## Exercise brief
Convert everything from the line containing "the stone paving" down to the final line into a JSON list of strings, one string per line and no blank lines.

______________________________

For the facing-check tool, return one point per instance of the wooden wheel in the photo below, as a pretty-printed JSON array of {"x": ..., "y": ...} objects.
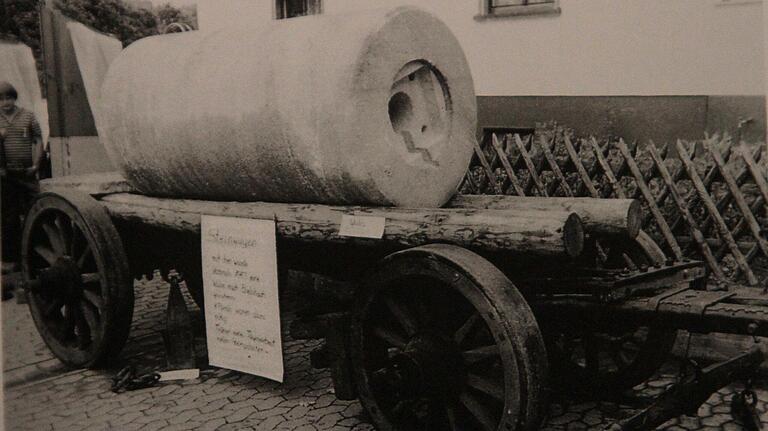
[
  {"x": 191, "y": 271},
  {"x": 599, "y": 358},
  {"x": 80, "y": 289},
  {"x": 442, "y": 340}
]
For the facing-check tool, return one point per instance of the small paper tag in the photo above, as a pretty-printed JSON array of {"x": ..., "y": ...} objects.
[
  {"x": 189, "y": 374},
  {"x": 362, "y": 226}
]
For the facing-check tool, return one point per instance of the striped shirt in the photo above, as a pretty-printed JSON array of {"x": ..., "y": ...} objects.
[{"x": 18, "y": 132}]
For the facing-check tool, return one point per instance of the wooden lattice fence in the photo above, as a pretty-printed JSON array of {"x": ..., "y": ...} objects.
[{"x": 705, "y": 199}]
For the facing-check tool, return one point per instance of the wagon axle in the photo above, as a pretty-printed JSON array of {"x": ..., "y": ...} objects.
[{"x": 429, "y": 364}]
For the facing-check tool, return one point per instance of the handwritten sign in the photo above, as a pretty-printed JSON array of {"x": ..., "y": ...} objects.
[
  {"x": 242, "y": 312},
  {"x": 362, "y": 226}
]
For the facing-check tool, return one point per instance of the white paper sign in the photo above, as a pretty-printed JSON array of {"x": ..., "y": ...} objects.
[
  {"x": 362, "y": 226},
  {"x": 189, "y": 374},
  {"x": 242, "y": 313}
]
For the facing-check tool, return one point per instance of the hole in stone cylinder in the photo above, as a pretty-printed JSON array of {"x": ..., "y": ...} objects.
[{"x": 400, "y": 111}]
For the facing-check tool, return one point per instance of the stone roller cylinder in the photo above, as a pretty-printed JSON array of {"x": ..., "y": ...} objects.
[{"x": 376, "y": 108}]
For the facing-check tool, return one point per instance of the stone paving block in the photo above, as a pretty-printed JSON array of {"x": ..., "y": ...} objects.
[
  {"x": 328, "y": 421},
  {"x": 189, "y": 425},
  {"x": 349, "y": 422},
  {"x": 212, "y": 424},
  {"x": 263, "y": 414},
  {"x": 716, "y": 420},
  {"x": 216, "y": 414},
  {"x": 183, "y": 416},
  {"x": 209, "y": 406},
  {"x": 297, "y": 412},
  {"x": 269, "y": 403},
  {"x": 272, "y": 422},
  {"x": 240, "y": 414},
  {"x": 125, "y": 419},
  {"x": 352, "y": 410}
]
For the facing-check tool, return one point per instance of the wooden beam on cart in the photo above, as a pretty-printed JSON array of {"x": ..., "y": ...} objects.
[{"x": 548, "y": 233}]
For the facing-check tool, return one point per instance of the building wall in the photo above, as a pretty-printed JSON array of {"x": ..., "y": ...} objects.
[{"x": 592, "y": 48}]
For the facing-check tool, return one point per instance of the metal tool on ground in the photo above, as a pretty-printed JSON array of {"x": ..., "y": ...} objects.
[
  {"x": 178, "y": 337},
  {"x": 744, "y": 408},
  {"x": 127, "y": 380},
  {"x": 687, "y": 396}
]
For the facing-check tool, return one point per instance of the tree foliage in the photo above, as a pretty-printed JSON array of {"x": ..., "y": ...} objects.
[
  {"x": 167, "y": 14},
  {"x": 111, "y": 16},
  {"x": 20, "y": 20}
]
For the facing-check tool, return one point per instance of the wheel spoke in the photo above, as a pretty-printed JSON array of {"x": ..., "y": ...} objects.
[
  {"x": 390, "y": 337},
  {"x": 46, "y": 253},
  {"x": 65, "y": 233},
  {"x": 591, "y": 354},
  {"x": 451, "y": 415},
  {"x": 54, "y": 306},
  {"x": 403, "y": 316},
  {"x": 91, "y": 277},
  {"x": 465, "y": 328},
  {"x": 94, "y": 299},
  {"x": 54, "y": 238},
  {"x": 91, "y": 318},
  {"x": 479, "y": 411},
  {"x": 480, "y": 354},
  {"x": 84, "y": 255},
  {"x": 69, "y": 321},
  {"x": 73, "y": 238},
  {"x": 486, "y": 386},
  {"x": 83, "y": 332}
]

______________________________

## Task output
[
  "For the facing-check tool, return one point per instance of the stone paving block in the photo above, as a pretty-printed JSON array of {\"x\": ..., \"y\": ...} objects.",
  "[",
  "  {\"x\": 328, \"y\": 421},",
  "  {\"x\": 189, \"y\": 425},",
  "  {\"x\": 349, \"y\": 422},",
  "  {\"x\": 212, \"y\": 424},",
  "  {\"x\": 263, \"y\": 414},",
  "  {\"x\": 716, \"y\": 420},",
  "  {\"x\": 216, \"y\": 414},",
  "  {\"x\": 183, \"y\": 416},",
  "  {\"x\": 209, \"y\": 406},",
  "  {\"x\": 297, \"y\": 412},",
  "  {\"x\": 269, \"y\": 403},",
  "  {\"x\": 272, \"y\": 422},",
  "  {\"x\": 240, \"y\": 414},",
  "  {\"x\": 125, \"y\": 419},",
  "  {\"x\": 352, \"y\": 410}",
  "]",
  "For the facing-check tool, return one point per instance of the wooden beam on cart in the photo above, as a pretty-printed JSON array of {\"x\": ..., \"y\": ...} objects.",
  "[{\"x\": 548, \"y\": 233}]",
  "For the facing-check tool, return one point per instance of the building wall in the photo above, as a pretty-printed JSON array of {\"x\": ..., \"y\": ...} objects.",
  "[{\"x\": 592, \"y\": 48}]",
  "For the facing-check tool, return one point per instance of the metal tool on ground in the photo above, as a pretty-printed JSON array of {\"x\": ..., \"y\": ...} objects.",
  "[",
  "  {\"x\": 178, \"y\": 337},",
  "  {\"x\": 744, \"y\": 408},",
  "  {\"x\": 127, \"y\": 380},",
  "  {\"x\": 687, \"y\": 396}",
  "]",
  "For the facing-check tool, return one point per instance of the tree foliage in the photo above, as a pretty-printed JSON array of {\"x\": ..., \"y\": ...} objects.",
  "[",
  "  {\"x\": 167, \"y\": 14},",
  "  {\"x\": 111, \"y\": 16},",
  "  {\"x\": 20, \"y\": 20}",
  "]",
  "For the facing-check tool, return one point per instance of the wheel spoke in the photo above, as a pretty-printed JSON array of {\"x\": ..., \"y\": ...} objects.",
  "[",
  "  {\"x\": 390, \"y\": 337},",
  "  {\"x\": 46, \"y\": 253},",
  "  {\"x\": 65, \"y\": 233},",
  "  {\"x\": 591, \"y\": 354},",
  "  {\"x\": 451, \"y\": 415},",
  "  {\"x\": 54, \"y\": 306},",
  "  {\"x\": 403, \"y\": 316},",
  "  {\"x\": 91, \"y\": 277},",
  "  {\"x\": 465, \"y\": 328},",
  "  {\"x\": 94, \"y\": 299},",
  "  {\"x\": 54, \"y\": 238},",
  "  {\"x\": 91, \"y\": 318},",
  "  {\"x\": 479, \"y\": 411},",
  "  {\"x\": 480, \"y\": 354},",
  "  {\"x\": 84, \"y\": 255},",
  "  {\"x\": 69, \"y\": 321},",
  "  {\"x\": 73, \"y\": 238},",
  "  {\"x\": 486, \"y\": 386},",
  "  {\"x\": 83, \"y\": 332}",
  "]"
]